Panther von Planitz bei Sachsenring Zwickau

"Croyer" entstammt einer Torhüter-Dynastie (Opa und Onkel) und spielt in 16 Jahren Oberliga nur für eine Mannschaft: Motor, später Sachsenring Zwickau. Zwischen 1965 und 1981 absolviert Croy 372 Meisterschaftsspiele (Platz neun in der ewigen Bestenliste der DDR-Oberliga). Sein Anteil daran, dass die Zwickauer in dieser Zeit nicht absteigen, ist enorm und gleichzeitig Fundament für eine beispielhafte Karriere im Weltklasse-Format.

Seit den späten 1960er-Jahren versuchen immer wieder Parteifunktionäre ihn zu einem Wechsel hin zu einem Leistungsklub zu bewegen. Croy wehrt sich hartnäckig und als die Attacken zu unangenehm werden hat er den Produktionsdirektor des Trabant-Bauers Sachsenring hinter sich. Dessen Botschaft lautet: "Wenn du gehen musst, läuft hier kein Trabbi mehr vom Band!" Das Argument mit der Rennpappe zieht.

Sensation und Husarenstück

Dynamo Dresden und Sachsenring im FDGB-Pokalfinale 1975 im Berliner Stadion der Weltjugend. Dresdens Pokalerfolg scheint so sicher wie das Amen in der Kirche. Aber Dynamos Spiel ist infiziert von überheblicher Arroganz. Ehe der Finalfavorit dagegen ansteuern kann, hat Sachsenring den Fehdehandschuh geworfen. 2:2 nach Verlängerung. Elfmeterschießen! Zwickaus Strategen verwandeln ausnahmslos. Ihr Torhüter Croy hält zwei Strafstöße und verwandelt selbst den entscheidenden zum 4:3-Erfolg.

Der Rest ist Jubelpose des krassen Außenseiters und Fassungslosigkeit nicht nur beim gedemütigten Favoriten. Auch die Oberen des Deutschen Fußballverbandes der DDR kriegen den Fakt nicht eingeordnet und erwägen ernsthaft, Sachsenring nicht für den kommenden Europacup zu melden. Man fürchtet, die Zwickauer könnten den DDR-Fußball in der internationalen Wahrnehmung blamieren...
+--
- _ZU ERLEDIGENDE AUFGABEN_:
- A) Schreib den Teil des Textausschnitts beginnend mit „Seit den späten“ und weiter bis „der Rennpappe zieht.“ noch einmal ab und ersetze darin „Produktionsdirektor“ durch „Werksleiter“.
- B) Beantworte anhand des Textausschnitts diese Fragen:
(i) Wie viele Meisterschaftsspiele absolviert Croy zwischen 1965 und 1981?
(ii) In welchem Stadion findet das FDGB-Pokalfinale 1975 statt?
(iii) Wie viele Strafstöße hält Croy im Elfmeterschießen?
- C) Übersetze bitte diesen Satz aus dem Textausschnitt ins Englische: „Zwischen 1965 und 1981 absolviert Croy 372 Meisterschaftsspiele (Platz neun in der ewigen Bestenliste der DDR-Oberliga).“
Die Daten sind eigenständiges Material und gehören nicht zum Textausschnitt.

- _Gespeicherte Dateneinträge_:
+--
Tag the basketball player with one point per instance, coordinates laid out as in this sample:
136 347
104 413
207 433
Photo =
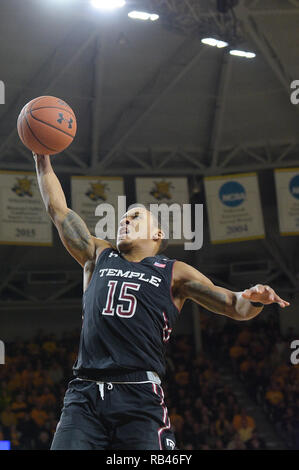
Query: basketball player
132 298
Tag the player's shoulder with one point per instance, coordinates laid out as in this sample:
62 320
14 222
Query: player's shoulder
102 245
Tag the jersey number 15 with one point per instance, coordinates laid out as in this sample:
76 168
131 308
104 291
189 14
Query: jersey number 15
124 296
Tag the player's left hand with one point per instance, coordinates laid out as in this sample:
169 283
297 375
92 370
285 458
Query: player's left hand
265 295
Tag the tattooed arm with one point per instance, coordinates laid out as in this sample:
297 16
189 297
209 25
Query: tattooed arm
188 283
73 231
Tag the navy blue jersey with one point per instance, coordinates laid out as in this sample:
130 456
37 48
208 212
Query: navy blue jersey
128 315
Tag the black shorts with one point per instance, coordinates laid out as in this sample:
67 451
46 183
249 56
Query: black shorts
126 416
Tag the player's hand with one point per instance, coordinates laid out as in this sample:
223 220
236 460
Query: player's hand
35 155
265 295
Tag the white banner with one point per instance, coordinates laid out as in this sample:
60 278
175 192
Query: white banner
91 194
234 208
165 191
287 195
23 218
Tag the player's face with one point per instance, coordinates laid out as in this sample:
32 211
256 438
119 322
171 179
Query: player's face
136 224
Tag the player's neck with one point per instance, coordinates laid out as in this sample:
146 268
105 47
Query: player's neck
137 254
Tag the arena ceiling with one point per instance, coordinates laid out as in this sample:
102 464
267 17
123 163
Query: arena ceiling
151 99
149 96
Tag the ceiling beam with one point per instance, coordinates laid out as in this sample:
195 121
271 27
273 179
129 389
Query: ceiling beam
220 107
119 138
98 72
72 59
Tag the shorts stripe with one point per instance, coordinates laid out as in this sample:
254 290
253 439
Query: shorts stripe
166 419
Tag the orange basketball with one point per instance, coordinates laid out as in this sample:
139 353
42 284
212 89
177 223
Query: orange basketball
47 125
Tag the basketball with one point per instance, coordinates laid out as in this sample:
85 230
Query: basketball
47 125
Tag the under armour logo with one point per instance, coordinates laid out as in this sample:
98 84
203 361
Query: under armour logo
170 443
62 118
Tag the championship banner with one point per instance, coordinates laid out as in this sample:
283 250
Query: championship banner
287 194
23 218
234 208
166 191
95 199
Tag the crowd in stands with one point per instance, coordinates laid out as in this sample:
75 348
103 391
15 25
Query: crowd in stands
259 355
204 412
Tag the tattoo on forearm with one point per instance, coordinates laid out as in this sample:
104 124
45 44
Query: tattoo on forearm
206 296
75 232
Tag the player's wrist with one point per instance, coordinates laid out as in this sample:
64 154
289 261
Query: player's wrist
257 304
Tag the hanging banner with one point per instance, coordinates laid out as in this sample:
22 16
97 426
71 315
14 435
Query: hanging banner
95 199
170 191
287 195
234 208
23 218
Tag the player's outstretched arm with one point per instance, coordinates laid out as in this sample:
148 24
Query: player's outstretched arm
73 231
188 283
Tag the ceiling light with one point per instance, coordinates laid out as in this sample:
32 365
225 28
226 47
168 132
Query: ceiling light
108 4
214 42
248 55
142 15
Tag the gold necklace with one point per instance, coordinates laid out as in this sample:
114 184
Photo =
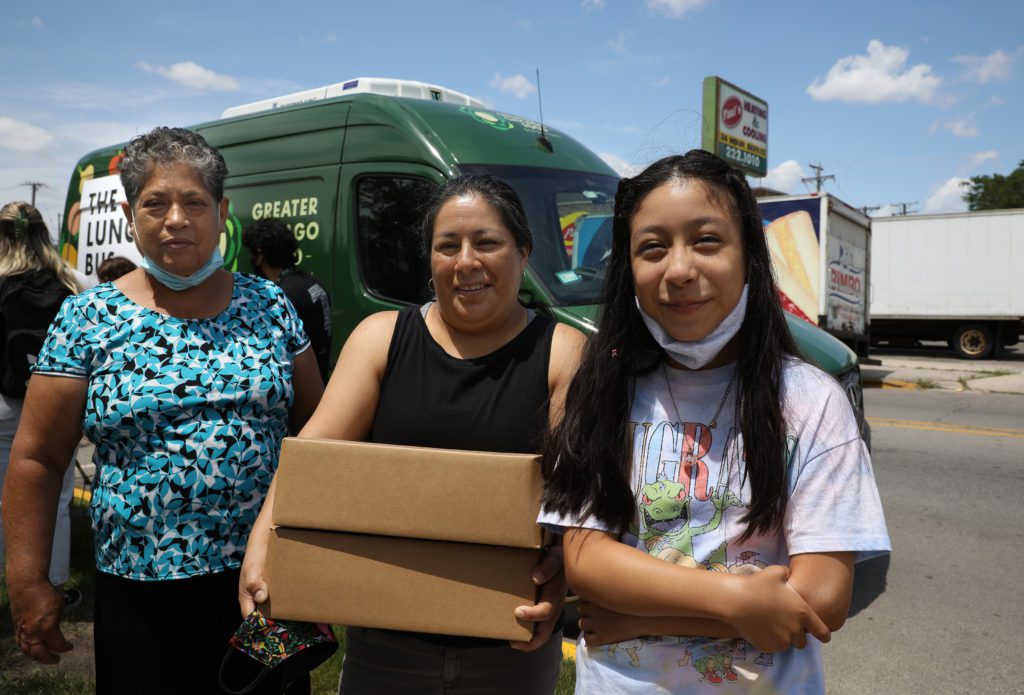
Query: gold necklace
721 403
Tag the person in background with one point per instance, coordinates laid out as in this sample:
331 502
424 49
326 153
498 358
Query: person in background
473 370
186 378
114 267
34 280
712 486
273 253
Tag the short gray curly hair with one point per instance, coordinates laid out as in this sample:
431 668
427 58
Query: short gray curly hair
171 145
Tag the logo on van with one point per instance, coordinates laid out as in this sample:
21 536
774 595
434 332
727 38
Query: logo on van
487 118
230 240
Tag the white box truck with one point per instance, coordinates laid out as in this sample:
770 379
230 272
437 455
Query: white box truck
820 250
956 277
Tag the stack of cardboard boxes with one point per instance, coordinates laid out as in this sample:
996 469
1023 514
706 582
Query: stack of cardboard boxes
402 537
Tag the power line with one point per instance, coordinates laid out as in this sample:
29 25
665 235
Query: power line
35 185
904 208
817 178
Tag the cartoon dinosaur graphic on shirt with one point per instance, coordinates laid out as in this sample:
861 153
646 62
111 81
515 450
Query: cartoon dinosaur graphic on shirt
666 501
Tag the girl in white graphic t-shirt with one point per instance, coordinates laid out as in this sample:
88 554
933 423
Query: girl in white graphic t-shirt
695 438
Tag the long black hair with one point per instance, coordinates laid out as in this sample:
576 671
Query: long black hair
588 457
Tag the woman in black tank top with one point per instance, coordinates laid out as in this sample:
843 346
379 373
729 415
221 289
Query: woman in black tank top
473 371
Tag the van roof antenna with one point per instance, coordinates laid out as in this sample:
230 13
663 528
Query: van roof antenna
543 139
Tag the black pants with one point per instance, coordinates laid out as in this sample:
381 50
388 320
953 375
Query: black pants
385 662
167 637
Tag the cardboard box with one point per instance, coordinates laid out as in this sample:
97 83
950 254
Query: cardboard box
443 494
401 583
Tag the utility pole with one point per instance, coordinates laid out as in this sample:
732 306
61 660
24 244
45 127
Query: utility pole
+--
- _ERGEBNISSE_:
- A)
Seit den späten 1960er-Jahren versuchen immer wieder Parteifunktionäre ihn zu einem Wechsel hin zu einem Leistungsklub zu bewegen. Croy wehrt sich hartnäckig und als die Attacken zu unangenehm werden hat er den Werksleiter des Trabant-Bauers Sachsenring hinter sich. Dessen Botschaft lautet: "Wenn du gehen musst, läuft hier kein Trabbi mehr vom Band!" Das Argument mit der Rennpappe zieht.

- B)
(i) 372
(ii) Im Berliner Stadion der Weltjugend
(iii) Zwei

- C) Between 1965 and 1981, Croy plays 372 league matches (ninth place on the all-time list of the GDR Oberliga).